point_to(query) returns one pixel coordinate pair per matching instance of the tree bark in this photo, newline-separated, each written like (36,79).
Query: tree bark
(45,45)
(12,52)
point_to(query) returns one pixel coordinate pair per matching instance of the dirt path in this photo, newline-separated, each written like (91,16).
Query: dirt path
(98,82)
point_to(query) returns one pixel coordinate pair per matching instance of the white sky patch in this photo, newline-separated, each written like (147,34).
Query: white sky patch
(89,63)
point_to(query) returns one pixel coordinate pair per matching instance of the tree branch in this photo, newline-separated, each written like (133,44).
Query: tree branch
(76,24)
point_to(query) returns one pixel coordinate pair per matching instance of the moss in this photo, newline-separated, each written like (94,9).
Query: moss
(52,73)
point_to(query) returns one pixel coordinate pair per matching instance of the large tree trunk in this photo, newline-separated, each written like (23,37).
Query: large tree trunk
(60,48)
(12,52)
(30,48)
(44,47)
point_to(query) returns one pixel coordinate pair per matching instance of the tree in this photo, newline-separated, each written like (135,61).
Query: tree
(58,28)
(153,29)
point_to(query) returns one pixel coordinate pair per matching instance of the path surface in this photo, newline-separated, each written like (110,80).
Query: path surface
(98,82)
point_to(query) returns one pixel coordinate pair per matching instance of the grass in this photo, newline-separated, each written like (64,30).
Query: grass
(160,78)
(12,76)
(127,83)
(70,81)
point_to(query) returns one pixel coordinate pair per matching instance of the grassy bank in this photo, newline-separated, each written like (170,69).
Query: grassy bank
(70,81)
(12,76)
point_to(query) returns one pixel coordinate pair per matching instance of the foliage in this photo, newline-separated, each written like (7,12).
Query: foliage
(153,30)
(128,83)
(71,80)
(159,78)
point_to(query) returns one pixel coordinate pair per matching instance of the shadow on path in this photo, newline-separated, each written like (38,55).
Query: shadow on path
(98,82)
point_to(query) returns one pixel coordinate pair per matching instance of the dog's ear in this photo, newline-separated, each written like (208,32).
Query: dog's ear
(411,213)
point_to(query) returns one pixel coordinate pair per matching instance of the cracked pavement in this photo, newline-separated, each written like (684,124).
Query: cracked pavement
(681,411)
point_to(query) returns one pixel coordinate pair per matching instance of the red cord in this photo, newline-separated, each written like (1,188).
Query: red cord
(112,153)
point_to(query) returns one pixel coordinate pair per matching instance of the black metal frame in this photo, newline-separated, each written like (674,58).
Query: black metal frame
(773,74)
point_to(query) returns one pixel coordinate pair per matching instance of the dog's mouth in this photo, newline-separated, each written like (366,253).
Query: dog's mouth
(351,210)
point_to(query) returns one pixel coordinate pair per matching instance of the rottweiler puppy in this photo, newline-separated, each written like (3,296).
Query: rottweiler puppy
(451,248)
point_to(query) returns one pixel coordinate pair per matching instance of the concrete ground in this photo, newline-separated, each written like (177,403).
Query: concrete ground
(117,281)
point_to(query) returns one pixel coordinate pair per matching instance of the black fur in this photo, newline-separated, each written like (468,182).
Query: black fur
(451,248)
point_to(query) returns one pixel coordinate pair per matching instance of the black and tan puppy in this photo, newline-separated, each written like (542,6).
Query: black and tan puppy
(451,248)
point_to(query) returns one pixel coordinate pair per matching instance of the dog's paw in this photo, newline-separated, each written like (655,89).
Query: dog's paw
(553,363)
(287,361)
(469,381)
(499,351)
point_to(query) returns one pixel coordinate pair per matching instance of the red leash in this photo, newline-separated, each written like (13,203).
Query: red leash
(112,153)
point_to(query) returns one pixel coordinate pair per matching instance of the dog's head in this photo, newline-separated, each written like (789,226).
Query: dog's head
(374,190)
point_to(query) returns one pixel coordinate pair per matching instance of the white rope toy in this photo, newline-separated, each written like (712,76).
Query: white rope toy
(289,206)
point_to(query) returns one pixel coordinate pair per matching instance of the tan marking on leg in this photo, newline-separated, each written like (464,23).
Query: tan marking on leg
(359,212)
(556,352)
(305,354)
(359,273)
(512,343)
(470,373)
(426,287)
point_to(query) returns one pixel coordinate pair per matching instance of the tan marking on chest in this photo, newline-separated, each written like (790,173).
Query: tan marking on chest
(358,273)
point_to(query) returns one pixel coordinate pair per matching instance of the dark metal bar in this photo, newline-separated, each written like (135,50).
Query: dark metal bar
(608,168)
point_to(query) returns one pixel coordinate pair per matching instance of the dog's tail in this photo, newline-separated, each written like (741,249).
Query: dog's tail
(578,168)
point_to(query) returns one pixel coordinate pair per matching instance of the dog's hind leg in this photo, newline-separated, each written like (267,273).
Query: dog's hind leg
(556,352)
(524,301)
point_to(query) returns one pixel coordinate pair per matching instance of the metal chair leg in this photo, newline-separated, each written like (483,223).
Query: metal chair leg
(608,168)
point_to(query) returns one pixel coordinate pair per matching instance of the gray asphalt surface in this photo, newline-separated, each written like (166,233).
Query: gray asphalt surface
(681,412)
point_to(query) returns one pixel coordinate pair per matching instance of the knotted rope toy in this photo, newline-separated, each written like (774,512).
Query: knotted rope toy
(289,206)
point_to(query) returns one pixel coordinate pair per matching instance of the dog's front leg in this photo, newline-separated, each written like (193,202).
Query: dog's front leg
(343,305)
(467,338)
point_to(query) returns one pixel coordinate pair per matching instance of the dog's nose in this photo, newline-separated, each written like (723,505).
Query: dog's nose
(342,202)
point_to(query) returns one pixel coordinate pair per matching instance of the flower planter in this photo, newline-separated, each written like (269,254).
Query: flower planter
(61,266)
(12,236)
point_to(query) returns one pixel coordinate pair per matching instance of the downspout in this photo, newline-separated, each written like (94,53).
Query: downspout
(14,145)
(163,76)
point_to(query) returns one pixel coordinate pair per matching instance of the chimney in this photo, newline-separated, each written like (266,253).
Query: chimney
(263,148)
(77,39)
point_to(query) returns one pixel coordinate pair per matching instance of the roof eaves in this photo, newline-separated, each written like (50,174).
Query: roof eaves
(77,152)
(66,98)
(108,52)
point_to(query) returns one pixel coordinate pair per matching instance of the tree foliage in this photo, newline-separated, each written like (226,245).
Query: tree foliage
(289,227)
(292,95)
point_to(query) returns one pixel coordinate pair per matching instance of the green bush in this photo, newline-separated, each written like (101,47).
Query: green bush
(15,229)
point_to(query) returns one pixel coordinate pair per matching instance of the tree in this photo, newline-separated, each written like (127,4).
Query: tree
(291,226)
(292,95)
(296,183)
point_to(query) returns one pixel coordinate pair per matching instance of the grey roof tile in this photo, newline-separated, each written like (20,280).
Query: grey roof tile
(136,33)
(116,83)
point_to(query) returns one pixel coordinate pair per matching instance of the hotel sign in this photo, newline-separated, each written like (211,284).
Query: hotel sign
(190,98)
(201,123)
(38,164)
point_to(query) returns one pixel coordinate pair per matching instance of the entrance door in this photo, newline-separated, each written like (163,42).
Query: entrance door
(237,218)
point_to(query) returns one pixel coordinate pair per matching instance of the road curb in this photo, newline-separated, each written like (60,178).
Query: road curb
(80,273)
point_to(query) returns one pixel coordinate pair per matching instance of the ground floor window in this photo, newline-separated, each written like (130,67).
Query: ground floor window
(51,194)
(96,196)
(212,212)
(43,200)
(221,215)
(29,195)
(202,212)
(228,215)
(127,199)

== PROMPT ==
Provide a verbatim copy of all the entries.

== TASK RESULT ==
point_to(query) returns one pixel coordinate pair per matching instance of the tree bark in this photo, newline-separated, each written like (36,79).
Query: tree bark
(45,45)
(12,52)
point_to(query) returns one pixel coordinate pair per matching instance of the dirt path in this photo, newline-separated, each written like (91,16).
Query: dirt path
(98,82)
point_to(query) returns one pixel coordinate pair per matching instance of the white sky patch in this photo, newline-separated, each written like (147,34).
Query: white sky patch
(89,63)
point_to(query) returns one pixel coordinate pair per matching instance of the tree branch in this photo, newline-separated, each written like (133,44).
Query: tree branch
(76,24)
point_to(query) returns one pixel coordinate pair per matching instance of the moss in this photo, newline-separated, each written like (94,9).
Query: moss
(52,73)
point_to(query) returns one pixel coordinate pair per matching instance of the large tree trunk in this photo, newline-separated, each written like (23,37).
Query: large tree trunk
(60,48)
(12,52)
(30,48)
(44,47)
point_to(query) returns one pixel coordinate pair per matching instance of the tree in this photo, newline-separated, each written like (135,61).
Query: tree
(58,28)
(153,29)
point_to(query) returns one pixel coordinate pair per matching instance of the path surface in this photo, newline-separated, each written like (110,80).
Query: path surface
(98,82)
point_to(query) returns one pixel coordinate pair per matching instance of the grass in this photo, newline-separated, each written like (64,30).
Query: grass
(160,78)
(12,76)
(127,83)
(70,81)
point_to(query) returns one pixel coordinate pair per matching instance of the grassy bank in this photo, newline-separated, each written like (170,69).
Query: grassy bank
(70,81)
(12,76)
point_to(query) returns one pixel coordinate pair per matching instance of the foliage in this photo, newline-separated, each written like (7,12).
Query: foliage
(153,30)
(128,83)
(71,80)
(159,78)
point_to(query) returns one pixel coordinate pair per matching instance of the shadow on path in this photo, newline-separated, each written like (38,55).
Query: shadow on path
(98,82)
point_to(query) returns one pixel coordinate pair per matching instance of the dog's ear in this photo, newline-separated, each written like (208,32).
Query: dog's ear
(411,213)
point_to(query) returns one pixel coordinate pair per matching instance of the cracked pavement in this photo, newline-separated, each written like (684,124).
Query: cracked pavement
(681,411)
point_to(query) returns one pixel coordinate pair per matching instance of the red cord in this photo, newline-separated, each written like (1,188).
Query: red cord
(112,153)
point_to(query) returns one pixel coordinate pair per matching instance of the black metal frame in this photo, newline-separated, each written like (674,58).
Query: black metal frame
(773,74)
point_to(query) returns one pixel coordinate pair per matching instance of the dog's mouth in this photo, newline-separated, each written like (366,253).
Query: dog's mouth
(351,210)
point_to(query) returns one pixel coordinate pair per matching instance of the rottweiler puppy in this photo, newline-separated, each written like (3,296).
Query: rottweiler puppy
(451,248)
point_to(query) returns one pixel coordinate pair per matching instance of the concrete ground in this photo, newline-separated, each written like (177,403).
Query: concrete ground
(117,281)
point_to(query) returns one pixel coordinate pair per matching instance of the black fur in this photo, newline-separated, each written like (468,182).
Query: black fur
(451,248)
point_to(query) returns one pixel coordinate pair per matching instance of the black and tan puppy in this photo, newline-separated, each written like (542,6).
Query: black and tan puppy
(451,248)
point_to(query) returns one pixel coordinate pair per matching instance of the dog's paw in this photo, newline-separated, each written like (655,89).
Query: dog's paw
(553,363)
(287,361)
(469,381)
(499,351)
point_to(query) returns one pixel coordinate pair per matching instance of the red leash in this photo, newline-separated, each written like (13,203).
Query: red leash
(112,153)
point_to(query) returns one pixel coordinate pair per matching instance of the dog's head in this photo, newline-separated, each written like (789,226).
Query: dog's head
(374,190)
point_to(query) returns one pixel coordinate pair per matching instance of the white rope toy in this photo, newline-separated, each written like (712,76).
Query: white rope toy
(289,206)
point_to(query) returns one pixel coordinate pair per matching instance of the tan marking on leg in this photo, newline-separated, each written like (464,23).
Query: tan marking on leg
(359,212)
(556,352)
(305,354)
(359,273)
(512,343)
(470,373)
(426,287)
point_to(query) returns one pixel coordinate pair per matching instance of the tan marking on chest in this photo, newline-separated, each written like (790,173).
Query: tan marking on chest
(358,273)
point_to(query) returns one pixel coordinate pair per matching instance of the dark metal bar in this photo, newline-separated, each written like (135,50).
Query: dark metal bar
(608,168)
point_to(query) returns one pixel coordinate pair per matching instance of the dog's tail in this photo, newline-separated, each written like (741,249).
Query: dog's tail
(578,168)
point_to(query) returns one pixel coordinate pair per matching instance of the dog's hind leg in this photo, newline-separated, each written like (267,273).
Query: dog's hind leg
(556,352)
(524,301)
point_to(query) returns one pixel coordinate pair per matching instance of the metal chair leg in this photo, newline-separated, each written like (483,223).
Query: metal chair leg
(608,168)
point_to(query) returns one pixel coordinate pair per matching instance of the gray asphalt surface in this photo, newline-separated, each written like (166,233).
Query: gray asphalt surface
(681,412)
point_to(query) returns one pixel coordinate pair per matching instance of the knotted rope toy in this photo, newline-separated, each written like (774,512).
Query: knotted rope toy
(289,206)
point_to(query) returns one pixel coordinate pair per matching instance of the dog's front leg in this photo, newline-separated, each written like (193,202).
Query: dog's front leg
(343,305)
(467,338)
point_to(query) returns one pixel coordinate pair per matching instance of the dog's nose in this photo, newline-separated, each written like (723,505).
Query: dog's nose
(342,202)
point_to(query) returns one pixel coordinate pair per matching instance of the flower planter in this photo, newline-separated, each written like (269,254).
Query: flower planter
(61,266)
(12,236)
point_to(query) returns one pixel coordinate pair per matching instance of the downspout in this photo, newline-separated, each written like (94,53).
Query: downspout
(14,145)
(163,76)
point_to(query) returns one pixel coordinate pair per matching instance of the chimney in this photo, newline-separated, each written like (266,253).
Query: chimney
(263,148)
(77,39)
point_to(query) returns one pixel coordinate pair per matching instance of the roof eaves in this photo, newline-separated, each written like (50,174).
Query: roof eaves
(77,152)
(66,98)
(108,52)
point_to(query) returns one pixel coordinate pair per matching instance of the tree foliage in this photo, newline-separated, each written like (226,245).
Query: tree foliage
(289,227)
(292,95)
point_to(query) returns one pixel coordinate pair per matching instance of the green bush in this photo, newline-separated, each written like (101,47).
Query: green bush
(15,229)
point_to(query) returns one pixel coordinate pair per matching instance of the tree in this photo, newline-separated, each written like (127,4).
Query: tree
(291,226)
(292,95)
(296,183)
point_to(query) returns one pixel coordinate pair per matching instance of the grey roof tile in this photo, newline-separated, each written like (20,280).
Query: grey roof tile
(136,33)
(116,83)
point_to(query) returns one pixel coordinate pair per matching instance of the hotel sign in this photo, newline-separated, each written like (211,284).
Query: hotel sign
(190,98)
(201,123)
(38,164)
point_to(query) returns one pixel coordinate pair per matching instance of the entrance door in this photo, newline-separated, each written like (163,42).
Query: entrance door
(237,218)
point_to(query) returns one pixel coordinate pair per matching instance of the road curb in this photo, newline-separated, each written like (60,178).
Query: road curb
(80,273)
point_to(query) returns one pixel coordinate pair per matching instance of the ground floor window in this photo, newline-separated, each written like (130,67).
Query: ground floor window
(51,194)
(96,196)
(212,212)
(43,200)
(221,215)
(29,195)
(202,212)
(228,215)
(127,199)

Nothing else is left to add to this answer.